[Position identification records]

======

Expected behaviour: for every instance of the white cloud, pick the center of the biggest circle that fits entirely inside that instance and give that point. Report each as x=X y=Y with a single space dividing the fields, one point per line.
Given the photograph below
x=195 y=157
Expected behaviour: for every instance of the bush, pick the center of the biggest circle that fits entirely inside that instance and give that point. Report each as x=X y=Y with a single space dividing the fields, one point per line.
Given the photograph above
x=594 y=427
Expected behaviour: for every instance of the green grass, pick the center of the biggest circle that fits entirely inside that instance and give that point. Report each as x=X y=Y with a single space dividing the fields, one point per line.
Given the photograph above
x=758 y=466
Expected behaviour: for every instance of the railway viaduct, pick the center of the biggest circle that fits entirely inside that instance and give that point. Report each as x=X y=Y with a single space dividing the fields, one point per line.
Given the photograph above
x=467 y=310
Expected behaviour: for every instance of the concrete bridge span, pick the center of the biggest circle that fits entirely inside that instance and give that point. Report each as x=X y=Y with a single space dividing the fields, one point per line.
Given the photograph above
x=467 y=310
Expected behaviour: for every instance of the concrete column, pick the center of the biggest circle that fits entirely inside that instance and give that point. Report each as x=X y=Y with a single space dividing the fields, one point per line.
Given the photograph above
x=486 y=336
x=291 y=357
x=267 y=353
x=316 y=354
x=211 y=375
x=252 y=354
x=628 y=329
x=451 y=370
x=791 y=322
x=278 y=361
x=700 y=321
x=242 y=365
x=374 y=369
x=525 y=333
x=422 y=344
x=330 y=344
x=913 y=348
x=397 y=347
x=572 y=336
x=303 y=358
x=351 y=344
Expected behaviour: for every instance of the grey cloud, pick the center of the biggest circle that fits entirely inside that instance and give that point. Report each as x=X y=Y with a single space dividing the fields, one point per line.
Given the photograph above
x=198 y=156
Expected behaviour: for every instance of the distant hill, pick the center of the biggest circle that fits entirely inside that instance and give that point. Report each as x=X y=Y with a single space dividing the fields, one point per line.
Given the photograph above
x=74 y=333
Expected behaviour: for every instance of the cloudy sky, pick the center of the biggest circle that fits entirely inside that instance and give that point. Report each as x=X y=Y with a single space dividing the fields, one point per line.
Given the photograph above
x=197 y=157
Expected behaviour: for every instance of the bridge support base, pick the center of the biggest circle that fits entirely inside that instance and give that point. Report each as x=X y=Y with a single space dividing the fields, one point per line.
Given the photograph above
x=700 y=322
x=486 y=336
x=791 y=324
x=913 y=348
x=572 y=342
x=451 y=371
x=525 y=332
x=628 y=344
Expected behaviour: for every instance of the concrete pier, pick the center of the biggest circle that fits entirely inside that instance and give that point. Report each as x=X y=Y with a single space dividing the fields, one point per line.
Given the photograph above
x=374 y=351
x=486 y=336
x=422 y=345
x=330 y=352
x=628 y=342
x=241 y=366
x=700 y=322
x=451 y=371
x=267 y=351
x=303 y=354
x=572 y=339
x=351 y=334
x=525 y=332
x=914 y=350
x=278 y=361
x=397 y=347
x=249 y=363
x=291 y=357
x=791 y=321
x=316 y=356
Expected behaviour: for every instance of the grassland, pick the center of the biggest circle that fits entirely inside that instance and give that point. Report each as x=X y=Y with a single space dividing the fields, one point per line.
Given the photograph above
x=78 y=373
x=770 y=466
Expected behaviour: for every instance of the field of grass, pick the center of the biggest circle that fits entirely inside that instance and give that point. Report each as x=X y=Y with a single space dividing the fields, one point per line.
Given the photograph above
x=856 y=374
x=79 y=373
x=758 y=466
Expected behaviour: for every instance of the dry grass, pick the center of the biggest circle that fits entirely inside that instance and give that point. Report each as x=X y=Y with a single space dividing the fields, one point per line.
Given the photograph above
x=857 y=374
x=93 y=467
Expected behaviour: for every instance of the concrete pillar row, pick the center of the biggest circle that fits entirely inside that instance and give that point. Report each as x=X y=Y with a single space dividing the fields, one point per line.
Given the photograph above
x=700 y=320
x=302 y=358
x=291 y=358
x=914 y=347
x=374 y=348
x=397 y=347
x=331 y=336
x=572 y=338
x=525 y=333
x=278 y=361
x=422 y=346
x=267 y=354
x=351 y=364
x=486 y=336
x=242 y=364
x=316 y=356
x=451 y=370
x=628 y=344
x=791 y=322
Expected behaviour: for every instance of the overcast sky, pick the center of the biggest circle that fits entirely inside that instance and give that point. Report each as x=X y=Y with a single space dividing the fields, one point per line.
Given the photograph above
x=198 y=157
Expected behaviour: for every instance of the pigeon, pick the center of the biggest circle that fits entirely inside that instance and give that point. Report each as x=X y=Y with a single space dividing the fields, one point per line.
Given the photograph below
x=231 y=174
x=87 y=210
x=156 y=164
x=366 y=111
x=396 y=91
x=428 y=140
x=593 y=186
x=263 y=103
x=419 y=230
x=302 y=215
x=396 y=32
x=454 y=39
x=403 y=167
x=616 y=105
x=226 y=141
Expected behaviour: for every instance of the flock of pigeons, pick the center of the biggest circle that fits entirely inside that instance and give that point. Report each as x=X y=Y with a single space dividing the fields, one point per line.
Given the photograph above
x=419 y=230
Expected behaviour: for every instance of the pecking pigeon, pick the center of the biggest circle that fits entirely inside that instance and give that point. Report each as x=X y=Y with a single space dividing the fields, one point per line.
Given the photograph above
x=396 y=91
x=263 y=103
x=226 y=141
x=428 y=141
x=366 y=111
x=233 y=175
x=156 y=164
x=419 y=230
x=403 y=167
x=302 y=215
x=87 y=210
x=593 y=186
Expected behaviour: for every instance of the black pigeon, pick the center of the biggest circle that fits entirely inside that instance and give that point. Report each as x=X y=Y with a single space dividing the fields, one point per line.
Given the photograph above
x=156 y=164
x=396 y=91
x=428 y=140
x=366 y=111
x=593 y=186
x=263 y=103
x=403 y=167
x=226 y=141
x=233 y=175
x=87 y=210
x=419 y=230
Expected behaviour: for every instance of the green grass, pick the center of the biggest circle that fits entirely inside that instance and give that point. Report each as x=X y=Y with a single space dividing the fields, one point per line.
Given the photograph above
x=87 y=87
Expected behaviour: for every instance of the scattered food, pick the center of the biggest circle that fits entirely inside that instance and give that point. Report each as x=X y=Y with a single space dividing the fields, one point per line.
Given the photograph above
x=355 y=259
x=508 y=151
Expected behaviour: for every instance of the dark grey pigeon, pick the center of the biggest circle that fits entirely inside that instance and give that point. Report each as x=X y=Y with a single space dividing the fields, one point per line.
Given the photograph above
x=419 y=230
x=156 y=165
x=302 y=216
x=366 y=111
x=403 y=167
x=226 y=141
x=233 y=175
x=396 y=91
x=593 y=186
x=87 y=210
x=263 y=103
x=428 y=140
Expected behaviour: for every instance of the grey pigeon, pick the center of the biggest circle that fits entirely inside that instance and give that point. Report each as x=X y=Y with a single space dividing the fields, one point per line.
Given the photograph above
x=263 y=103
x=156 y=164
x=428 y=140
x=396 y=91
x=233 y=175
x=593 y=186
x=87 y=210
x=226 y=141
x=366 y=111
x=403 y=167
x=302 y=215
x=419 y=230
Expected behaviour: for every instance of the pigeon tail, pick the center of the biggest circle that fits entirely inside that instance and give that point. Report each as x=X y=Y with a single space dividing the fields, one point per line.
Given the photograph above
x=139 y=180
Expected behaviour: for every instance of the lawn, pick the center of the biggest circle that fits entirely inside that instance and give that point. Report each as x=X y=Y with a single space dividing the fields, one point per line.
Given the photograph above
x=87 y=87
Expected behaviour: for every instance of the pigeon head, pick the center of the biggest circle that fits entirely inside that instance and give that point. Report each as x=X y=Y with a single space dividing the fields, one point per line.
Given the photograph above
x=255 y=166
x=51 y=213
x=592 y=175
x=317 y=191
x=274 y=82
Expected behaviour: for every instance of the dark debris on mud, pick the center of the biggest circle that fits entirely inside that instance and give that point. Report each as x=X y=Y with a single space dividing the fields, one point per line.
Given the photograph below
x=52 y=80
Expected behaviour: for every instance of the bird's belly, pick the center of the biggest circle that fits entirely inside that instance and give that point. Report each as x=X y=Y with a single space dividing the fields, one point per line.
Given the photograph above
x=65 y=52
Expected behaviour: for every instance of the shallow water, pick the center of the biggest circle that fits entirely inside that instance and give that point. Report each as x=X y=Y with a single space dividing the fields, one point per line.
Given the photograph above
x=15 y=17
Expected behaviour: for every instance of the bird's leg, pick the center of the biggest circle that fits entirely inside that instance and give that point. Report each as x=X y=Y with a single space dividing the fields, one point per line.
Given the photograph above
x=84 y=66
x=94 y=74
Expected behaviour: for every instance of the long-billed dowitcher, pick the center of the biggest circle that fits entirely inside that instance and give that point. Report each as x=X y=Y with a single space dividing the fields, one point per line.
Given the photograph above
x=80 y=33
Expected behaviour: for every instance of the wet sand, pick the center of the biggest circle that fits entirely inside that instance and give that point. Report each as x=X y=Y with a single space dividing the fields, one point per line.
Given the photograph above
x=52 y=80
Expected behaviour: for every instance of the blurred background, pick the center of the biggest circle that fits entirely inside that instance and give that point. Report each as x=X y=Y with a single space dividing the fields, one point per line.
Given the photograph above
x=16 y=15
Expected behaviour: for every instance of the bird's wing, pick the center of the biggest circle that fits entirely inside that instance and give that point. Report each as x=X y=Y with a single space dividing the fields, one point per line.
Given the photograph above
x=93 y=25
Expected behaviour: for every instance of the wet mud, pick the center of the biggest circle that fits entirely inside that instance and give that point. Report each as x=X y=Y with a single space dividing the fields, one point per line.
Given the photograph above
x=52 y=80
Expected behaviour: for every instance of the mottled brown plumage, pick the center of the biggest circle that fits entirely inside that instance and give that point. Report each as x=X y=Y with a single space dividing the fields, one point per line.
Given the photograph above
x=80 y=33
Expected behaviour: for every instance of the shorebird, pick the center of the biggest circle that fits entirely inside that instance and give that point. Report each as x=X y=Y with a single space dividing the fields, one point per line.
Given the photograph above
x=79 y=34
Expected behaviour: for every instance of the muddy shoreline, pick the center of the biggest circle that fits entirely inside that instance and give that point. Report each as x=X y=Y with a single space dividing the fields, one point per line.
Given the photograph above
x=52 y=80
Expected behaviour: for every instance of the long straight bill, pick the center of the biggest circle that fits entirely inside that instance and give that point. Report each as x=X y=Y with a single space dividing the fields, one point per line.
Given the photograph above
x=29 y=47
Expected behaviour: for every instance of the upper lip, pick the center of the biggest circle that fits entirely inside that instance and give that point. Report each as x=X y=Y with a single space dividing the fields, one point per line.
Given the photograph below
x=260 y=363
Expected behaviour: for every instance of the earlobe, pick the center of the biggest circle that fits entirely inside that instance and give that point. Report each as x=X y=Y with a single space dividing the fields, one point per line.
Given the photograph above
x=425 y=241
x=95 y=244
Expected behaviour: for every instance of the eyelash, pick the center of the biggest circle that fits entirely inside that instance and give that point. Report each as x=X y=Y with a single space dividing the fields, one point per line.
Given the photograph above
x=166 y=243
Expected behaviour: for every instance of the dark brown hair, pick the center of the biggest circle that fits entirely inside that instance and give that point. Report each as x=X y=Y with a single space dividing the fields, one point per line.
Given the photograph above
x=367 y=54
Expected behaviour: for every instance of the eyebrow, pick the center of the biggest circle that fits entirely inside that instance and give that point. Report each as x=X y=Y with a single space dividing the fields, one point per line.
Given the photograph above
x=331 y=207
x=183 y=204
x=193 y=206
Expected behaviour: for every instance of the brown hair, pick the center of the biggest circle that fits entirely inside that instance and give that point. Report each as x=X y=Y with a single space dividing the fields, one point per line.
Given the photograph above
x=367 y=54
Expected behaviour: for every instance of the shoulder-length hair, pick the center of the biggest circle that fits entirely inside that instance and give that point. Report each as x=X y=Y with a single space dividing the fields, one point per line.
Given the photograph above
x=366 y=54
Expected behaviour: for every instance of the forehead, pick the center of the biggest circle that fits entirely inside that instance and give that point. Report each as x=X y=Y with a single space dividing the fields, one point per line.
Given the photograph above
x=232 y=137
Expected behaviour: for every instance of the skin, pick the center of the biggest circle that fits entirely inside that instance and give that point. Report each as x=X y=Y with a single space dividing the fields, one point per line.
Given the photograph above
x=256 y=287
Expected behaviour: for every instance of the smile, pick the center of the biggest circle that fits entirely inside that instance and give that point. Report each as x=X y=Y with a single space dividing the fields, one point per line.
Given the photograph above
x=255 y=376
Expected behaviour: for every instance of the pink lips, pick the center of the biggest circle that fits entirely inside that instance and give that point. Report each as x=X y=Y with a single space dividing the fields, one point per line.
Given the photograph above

======

> **Objective**:
Repeat exactly, and only, the lines of the records above, starting with the line that contains "Expected behaviour: for every instance of the brown" and ending with the final line, both included.

> **The reply**:
Expected behaviour: for every instance of the brown hair, pick the center of the biggest circle that fits entirely inside that instance and give that point. Report each as x=X y=Y with a single space dividing the fields, one point per line.
Given the photograph above
x=367 y=54
Expected behaviour: for every instance of the shoulder-length hair, pick the center of the biggest circle that fits entirely inside that instance and give that point. Report each as x=X y=Y with a single space dividing the fields, one point per line.
Given the photograph above
x=366 y=54
Expected behaviour: for every instance of the forehead, pick the center of the biggest circle that fits entirely inside that instance and give that point. Report each as x=X y=Y with a single space dividing the fields, one point per line.
Given the photograph above
x=232 y=137
Expected behaviour: for every instance of the skin, pick the center of the biggest circle that fits entirely inside that instance and give that point. Report each as x=X y=Y with a single space dividing the fields, one point per line.
Given the photograph above
x=256 y=287
Expected behaviour: for every instance of the smile, pick the center of the biggest circle that fits entirely inside that instance and give that point. Report each as x=X y=Y with a single space dividing the fields, one point per line.
Given the photograph above
x=255 y=376
Expected behaviour: for every instance of the pink lips, pick the center of the biggest circle that fits entirely inside that instance and give that point. Report each as x=X y=Y with a single space dividing the fields, one point per line.
Given the photograph above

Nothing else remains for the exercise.